***** TASK DATA
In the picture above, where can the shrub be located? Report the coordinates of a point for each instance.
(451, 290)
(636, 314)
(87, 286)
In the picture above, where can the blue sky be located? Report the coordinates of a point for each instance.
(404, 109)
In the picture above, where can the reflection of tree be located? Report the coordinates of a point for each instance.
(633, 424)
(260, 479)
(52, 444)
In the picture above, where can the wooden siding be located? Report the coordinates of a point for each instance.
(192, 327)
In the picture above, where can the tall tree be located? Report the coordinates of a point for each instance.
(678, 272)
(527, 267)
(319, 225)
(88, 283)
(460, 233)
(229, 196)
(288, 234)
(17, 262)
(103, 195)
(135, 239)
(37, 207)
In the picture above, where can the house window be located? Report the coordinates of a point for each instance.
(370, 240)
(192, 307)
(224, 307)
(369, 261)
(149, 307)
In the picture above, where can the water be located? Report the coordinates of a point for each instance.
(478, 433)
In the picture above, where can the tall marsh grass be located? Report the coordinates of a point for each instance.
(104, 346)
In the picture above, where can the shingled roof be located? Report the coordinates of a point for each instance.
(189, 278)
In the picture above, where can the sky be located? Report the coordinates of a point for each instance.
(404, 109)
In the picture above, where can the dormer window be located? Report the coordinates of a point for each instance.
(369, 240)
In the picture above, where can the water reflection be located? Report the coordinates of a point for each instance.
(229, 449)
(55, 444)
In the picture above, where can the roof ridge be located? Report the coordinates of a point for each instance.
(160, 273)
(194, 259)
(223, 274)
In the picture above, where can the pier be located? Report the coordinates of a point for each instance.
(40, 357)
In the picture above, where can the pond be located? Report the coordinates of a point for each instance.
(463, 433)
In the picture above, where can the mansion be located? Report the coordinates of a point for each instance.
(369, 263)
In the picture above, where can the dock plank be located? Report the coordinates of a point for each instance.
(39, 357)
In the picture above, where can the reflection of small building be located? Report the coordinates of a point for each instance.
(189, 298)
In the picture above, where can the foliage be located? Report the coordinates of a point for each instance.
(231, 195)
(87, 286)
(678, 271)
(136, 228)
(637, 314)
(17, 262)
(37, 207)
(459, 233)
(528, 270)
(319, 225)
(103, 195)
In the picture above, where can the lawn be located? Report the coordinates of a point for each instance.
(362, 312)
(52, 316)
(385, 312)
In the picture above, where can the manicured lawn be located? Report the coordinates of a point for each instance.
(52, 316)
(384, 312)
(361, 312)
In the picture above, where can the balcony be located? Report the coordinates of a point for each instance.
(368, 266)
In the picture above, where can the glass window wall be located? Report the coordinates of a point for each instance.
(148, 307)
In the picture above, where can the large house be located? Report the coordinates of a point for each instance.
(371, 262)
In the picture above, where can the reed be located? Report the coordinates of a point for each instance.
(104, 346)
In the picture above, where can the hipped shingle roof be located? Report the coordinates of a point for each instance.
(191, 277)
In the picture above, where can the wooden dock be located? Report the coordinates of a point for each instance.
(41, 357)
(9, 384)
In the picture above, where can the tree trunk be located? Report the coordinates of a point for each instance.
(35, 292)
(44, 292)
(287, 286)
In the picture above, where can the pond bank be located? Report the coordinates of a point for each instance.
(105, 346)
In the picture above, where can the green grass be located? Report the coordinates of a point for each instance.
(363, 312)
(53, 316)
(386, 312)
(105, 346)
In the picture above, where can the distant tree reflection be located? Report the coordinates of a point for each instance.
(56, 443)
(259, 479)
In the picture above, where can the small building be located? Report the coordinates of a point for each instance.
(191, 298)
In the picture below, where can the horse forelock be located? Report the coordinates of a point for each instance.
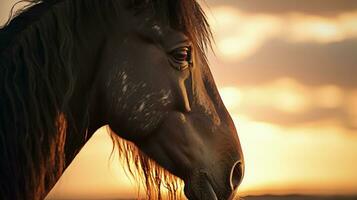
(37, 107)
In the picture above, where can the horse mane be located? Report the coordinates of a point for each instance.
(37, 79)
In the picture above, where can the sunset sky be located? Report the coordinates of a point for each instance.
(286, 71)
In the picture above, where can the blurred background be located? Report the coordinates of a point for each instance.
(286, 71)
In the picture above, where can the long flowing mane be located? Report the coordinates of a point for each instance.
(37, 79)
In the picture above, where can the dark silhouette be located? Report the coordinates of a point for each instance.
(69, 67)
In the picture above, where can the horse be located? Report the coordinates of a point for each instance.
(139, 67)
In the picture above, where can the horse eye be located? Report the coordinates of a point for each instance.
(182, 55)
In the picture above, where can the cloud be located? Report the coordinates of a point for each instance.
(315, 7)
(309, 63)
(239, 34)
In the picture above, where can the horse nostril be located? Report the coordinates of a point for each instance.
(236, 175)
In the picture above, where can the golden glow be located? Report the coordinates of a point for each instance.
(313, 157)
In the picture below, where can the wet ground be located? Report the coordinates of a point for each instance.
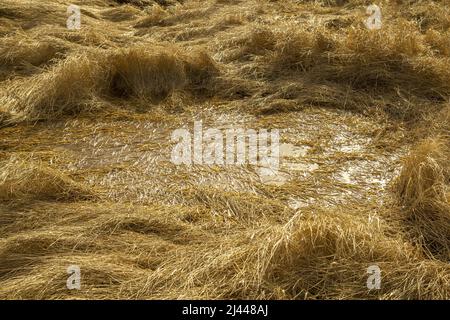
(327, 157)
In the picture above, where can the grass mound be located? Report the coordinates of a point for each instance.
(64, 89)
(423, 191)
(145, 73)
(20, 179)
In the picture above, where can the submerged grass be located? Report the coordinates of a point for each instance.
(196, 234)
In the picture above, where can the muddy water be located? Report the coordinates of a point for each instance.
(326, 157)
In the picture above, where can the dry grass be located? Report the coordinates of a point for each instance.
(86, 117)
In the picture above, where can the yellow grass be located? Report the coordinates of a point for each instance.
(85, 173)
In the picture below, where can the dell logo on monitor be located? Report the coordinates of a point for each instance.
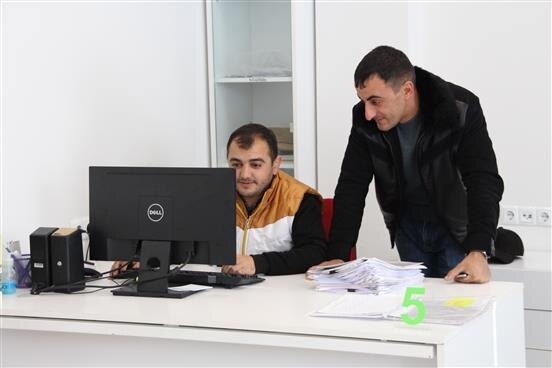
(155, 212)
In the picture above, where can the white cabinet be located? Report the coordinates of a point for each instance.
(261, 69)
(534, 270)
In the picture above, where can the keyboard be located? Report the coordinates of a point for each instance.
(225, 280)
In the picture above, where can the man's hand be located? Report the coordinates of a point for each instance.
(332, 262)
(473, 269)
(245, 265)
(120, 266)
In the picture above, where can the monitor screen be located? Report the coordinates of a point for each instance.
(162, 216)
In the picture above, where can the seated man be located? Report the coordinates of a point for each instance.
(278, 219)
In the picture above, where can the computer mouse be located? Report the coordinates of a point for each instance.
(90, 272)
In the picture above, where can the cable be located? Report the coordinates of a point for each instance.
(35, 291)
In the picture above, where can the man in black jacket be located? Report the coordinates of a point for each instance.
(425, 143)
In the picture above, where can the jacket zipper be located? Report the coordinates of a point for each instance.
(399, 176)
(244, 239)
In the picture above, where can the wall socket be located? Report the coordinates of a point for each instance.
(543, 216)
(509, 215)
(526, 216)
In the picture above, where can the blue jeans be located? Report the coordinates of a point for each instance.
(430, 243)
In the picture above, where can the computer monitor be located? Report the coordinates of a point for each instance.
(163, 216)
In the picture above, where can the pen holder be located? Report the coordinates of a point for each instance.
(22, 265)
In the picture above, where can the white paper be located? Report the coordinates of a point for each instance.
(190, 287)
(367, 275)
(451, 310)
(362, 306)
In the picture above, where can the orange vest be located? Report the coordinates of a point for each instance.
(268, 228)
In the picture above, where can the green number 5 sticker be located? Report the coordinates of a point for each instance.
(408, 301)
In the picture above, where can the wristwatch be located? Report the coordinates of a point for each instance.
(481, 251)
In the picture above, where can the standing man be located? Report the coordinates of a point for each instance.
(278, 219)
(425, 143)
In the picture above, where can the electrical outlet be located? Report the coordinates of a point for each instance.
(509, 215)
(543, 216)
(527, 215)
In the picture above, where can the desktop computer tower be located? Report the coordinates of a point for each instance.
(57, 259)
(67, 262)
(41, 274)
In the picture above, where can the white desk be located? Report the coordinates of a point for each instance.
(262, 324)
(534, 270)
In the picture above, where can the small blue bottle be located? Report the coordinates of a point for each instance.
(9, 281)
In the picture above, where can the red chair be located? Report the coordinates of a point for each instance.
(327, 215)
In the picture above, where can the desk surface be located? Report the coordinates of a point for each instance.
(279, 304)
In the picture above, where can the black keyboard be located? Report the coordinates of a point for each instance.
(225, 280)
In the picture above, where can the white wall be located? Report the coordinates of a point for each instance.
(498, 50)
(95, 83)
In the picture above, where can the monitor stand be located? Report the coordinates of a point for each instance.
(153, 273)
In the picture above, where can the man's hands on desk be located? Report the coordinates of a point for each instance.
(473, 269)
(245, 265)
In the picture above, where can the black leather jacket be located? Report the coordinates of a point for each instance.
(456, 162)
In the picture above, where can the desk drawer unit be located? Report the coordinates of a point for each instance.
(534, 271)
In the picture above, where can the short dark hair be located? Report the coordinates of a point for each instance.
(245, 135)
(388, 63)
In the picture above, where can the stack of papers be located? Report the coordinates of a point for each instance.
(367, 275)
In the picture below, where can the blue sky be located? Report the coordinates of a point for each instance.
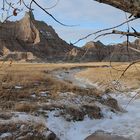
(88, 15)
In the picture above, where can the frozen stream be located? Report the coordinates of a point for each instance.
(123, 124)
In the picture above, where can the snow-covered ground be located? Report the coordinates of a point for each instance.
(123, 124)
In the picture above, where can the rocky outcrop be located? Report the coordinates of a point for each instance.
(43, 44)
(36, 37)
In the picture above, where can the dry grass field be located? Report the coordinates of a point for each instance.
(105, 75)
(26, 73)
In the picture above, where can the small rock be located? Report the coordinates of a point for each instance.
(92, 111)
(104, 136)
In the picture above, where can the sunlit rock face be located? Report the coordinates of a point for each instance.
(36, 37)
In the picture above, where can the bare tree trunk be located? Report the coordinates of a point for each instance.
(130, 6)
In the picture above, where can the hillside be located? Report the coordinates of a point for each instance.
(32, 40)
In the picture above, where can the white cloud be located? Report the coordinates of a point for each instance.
**********
TASK DESCRIPTION:
Pull out every line from the one with "In the picture above, where can the snow-covered" to the end of the listing, and output only those.

TASK RESPONSE:
In the picture above, where can the snow-covered ground be located? Report the coordinates of a point for each instance.
(123, 124)
In the picture above, where can the rocky outcrop be located? Report the coordinates of a point for each instance.
(43, 44)
(36, 37)
In the picture above, where can the dry grass field be located? Report the coordinates of a point for each instance.
(105, 75)
(26, 73)
In the picture above, where can the small rock be located? Report the coordinates of a point for each instance.
(92, 111)
(104, 136)
In the picture above, where can the sunlit rock face be located? Report the coordinates of a point for each instance.
(36, 37)
In the picture above, where can the bare tree trunk be located? Report the coordinates of a point for each instance.
(130, 6)
In the picture above, where can the hillside be located? Report the coordinates of a point for each instance.
(32, 40)
In the picture above, where can the white cloud be located? Report the coordinates of a point for each instance.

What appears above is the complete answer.